*EXERCISE DIRECTIONS*. Copy out the entries starting with the line that contains "Target: smoke cloud" and continuing through the last line of the entries, keeping the requests unchanged but shifting every x and y coordinate in the answers up by 53.

*DATA TO USE*.
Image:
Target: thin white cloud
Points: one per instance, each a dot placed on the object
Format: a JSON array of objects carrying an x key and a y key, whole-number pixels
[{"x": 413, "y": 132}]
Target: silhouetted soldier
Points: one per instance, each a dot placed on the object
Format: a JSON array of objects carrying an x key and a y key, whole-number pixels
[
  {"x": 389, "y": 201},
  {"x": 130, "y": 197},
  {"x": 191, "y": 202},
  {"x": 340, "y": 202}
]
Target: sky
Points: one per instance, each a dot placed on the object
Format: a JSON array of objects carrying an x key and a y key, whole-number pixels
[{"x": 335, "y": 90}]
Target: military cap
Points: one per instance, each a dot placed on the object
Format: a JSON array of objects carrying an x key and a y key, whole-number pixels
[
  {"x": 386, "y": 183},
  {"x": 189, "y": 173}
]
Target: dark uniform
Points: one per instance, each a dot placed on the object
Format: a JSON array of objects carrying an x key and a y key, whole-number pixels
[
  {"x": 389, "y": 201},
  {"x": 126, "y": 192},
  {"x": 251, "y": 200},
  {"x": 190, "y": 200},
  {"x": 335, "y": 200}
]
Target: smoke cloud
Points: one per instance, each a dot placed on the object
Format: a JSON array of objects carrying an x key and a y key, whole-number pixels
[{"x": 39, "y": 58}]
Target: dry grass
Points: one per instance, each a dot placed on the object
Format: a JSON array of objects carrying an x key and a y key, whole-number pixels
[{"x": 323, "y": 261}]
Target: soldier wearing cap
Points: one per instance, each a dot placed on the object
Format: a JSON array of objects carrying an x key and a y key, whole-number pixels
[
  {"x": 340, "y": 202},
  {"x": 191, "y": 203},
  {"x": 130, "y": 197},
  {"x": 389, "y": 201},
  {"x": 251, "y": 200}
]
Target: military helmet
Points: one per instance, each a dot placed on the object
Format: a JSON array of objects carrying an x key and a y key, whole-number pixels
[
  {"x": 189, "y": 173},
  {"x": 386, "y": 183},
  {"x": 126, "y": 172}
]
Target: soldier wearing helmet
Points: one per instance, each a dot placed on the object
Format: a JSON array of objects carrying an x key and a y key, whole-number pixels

*OUTPUT FOR THIS TASK*.
Target: smoke cloud
Points: one per instance, each a dot placed on the object
Format: a JSON array of objects carrying an x key and a y key, whole-number pixels
[{"x": 92, "y": 111}]
Target: dry grass
Points: one per instance, each a dot placed on the object
Format: a JSON array of objects carrying an x key and a y key, whole-number pixels
[{"x": 376, "y": 314}]
Target: soldier wearing cap
Points: one per instance, each a dot placed on the object
Format: a JSON array of objects carrying an x key and a y key, whole-number pixels
[
  {"x": 393, "y": 255},
  {"x": 244, "y": 256},
  {"x": 183, "y": 250},
  {"x": 442, "y": 254},
  {"x": 304, "y": 253}
]
Target: military helmet
Points: one per instance, each a dot placed on the object
Format: a JSON array of objects carrying an x key and a y key, whole-number pixels
[
  {"x": 242, "y": 226},
  {"x": 439, "y": 236},
  {"x": 179, "y": 225}
]
Target: soldier wearing helmet
Points: one per instance, each a dot placed on the object
Format: a JSON array of objects carrying an x key and a y key, whole-number pixels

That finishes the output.